» **Brief 1**:
Copy the collected data word for word, from the first line of these records through the line containing "[342,212,483,367]".

» **Text excerpt**:
——
LASER: Learning Active Sensing for Continuum Field Reconstruction¶
Conference: ICML 2026
arXiv: 2604.19355
Code: To be confirmed
Area: Reinforcement Learning / World Models / Active Sensing
Keywords: Active Sensing, World Models, GRPO, POMDP, Continuum Field Reconstruction
TL;DR¶
The problem of "where to place sparse sensors" is modeled as a POMDP. A "continuum field latent world model" consisting of an encoder, GRU, diffusion dynamics predictor, and implicit neural field decoder provides imagined future latent states as policy conditions. The policy is trained using GRPO with dynamic group filtering and multi-step lookahead rewards, consistently outperforming fixed and offline-optimized layouts on Navier-Stokes, Shallow-Water, and Sea Surface Temperature (SST) datasets.
Background & Motivation¶
Background: Recovering continuous physical fields (turbulence, stress fields, temperature fields, etc.) from sparse discrete sensor measurements is a core problem in scientific computing and engineering. Recent mainstream approaches use neural operators, INRs, or transformer operators for reconstruction, treating sensor positions either as fixed inputs (AROMA, DiffusionPDE) or as globally static layouts generated via offline optimization (PhySense).
Limitations of Prior Work: Fixed or globally optimized layouts ignore the non-stationary nature of physical fields—the information content of a specific set of sensor locations varies significantly across different time steps and initial conditions. Literature reports that reconstruction accuracy can vary by several factors with different layouts. However, current research lacks instance-specific sensor adaptation in a closed-loop.
——
» **Brief 2**:
Resume the text on active sensing for continuum field reconstruction, starting right after its last sentence.

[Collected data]
——
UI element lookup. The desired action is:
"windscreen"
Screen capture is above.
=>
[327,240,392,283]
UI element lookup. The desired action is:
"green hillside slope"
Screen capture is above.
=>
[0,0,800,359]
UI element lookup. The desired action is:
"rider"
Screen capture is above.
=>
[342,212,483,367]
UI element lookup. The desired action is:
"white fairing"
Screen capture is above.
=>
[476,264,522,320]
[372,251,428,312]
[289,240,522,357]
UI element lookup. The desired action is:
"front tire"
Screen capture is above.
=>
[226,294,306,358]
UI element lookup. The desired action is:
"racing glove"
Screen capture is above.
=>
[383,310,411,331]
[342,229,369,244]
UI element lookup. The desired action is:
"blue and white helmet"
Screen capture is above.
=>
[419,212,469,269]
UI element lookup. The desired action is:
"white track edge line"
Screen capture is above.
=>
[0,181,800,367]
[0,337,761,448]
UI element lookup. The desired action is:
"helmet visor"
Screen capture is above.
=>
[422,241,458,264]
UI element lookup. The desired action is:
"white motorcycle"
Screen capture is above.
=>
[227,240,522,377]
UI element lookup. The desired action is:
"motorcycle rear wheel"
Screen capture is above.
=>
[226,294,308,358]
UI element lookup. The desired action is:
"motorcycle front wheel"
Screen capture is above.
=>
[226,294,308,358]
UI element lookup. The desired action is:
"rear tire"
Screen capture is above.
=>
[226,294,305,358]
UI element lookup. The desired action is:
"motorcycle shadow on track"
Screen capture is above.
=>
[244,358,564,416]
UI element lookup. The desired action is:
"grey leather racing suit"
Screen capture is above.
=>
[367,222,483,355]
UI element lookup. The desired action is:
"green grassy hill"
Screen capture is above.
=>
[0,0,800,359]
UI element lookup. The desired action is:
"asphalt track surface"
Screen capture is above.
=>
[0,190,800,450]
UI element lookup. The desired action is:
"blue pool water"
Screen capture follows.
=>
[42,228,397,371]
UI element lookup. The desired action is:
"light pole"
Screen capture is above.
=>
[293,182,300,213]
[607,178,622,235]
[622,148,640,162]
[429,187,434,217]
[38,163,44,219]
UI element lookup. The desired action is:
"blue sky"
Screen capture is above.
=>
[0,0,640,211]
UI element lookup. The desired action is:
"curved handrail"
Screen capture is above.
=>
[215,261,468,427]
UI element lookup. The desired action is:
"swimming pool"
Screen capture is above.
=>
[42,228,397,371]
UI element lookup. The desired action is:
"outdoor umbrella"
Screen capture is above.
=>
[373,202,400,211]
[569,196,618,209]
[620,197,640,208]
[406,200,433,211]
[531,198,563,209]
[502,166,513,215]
——
» **Task result 1**:
UI element lookup. The desired action is:
"windscreen"
Screen capture is above.
=>
[327,240,392,283]
UI element lookup. The desired action is:
"green hillside slope"
Screen capture is above.
=>
[0,0,800,359]
UI element lookup. The desired action is:
"rider"
Screen capture is above.
=>
[342,212,483,367]

» **Task result 2**:
Key Challenge: To enable online adaptive sensor positioning, an environment model capable of "what-if" simulation is required. One needs to know "how reconstruction error changes in the next step if sensors move 0.1 north now," but real physical systems cannot be repeatedly rolled out. Additionally, active sensing involves high-dimensional continuous action spaces and sparse, delayed feedback, making standard RL unstable.
Goal: (i) Construct a latent world model capable of forward prediction and reconstruction reward calculation as a differentiable environment proxy; (ii) Train an RL policy to proactively determine sensor displacements within this latent space; (iii) Stabilize RL training under sparse rewards.
Key Insight: Leveraging the World Model paradigm (Ha & Schmidhuber 2018)—decoupling "environment simulation" from "planning in latent imagination." However, a world model for continuum fields must handle arbitrary numbers and positions of sparse observations, perform forward rolls, and output continuous fields as differentiable reward sources. On the policy side, group-relative advantage estimation from the DeepSeek-R1 series (GRPO) is adapted for continuous control.
Core Idea: Use "world-model imagined next-step latent states" as the query context for the policy, making sensor decisions proactive rather than reactive, while stabilizing training with GRPO and dynamic filtering.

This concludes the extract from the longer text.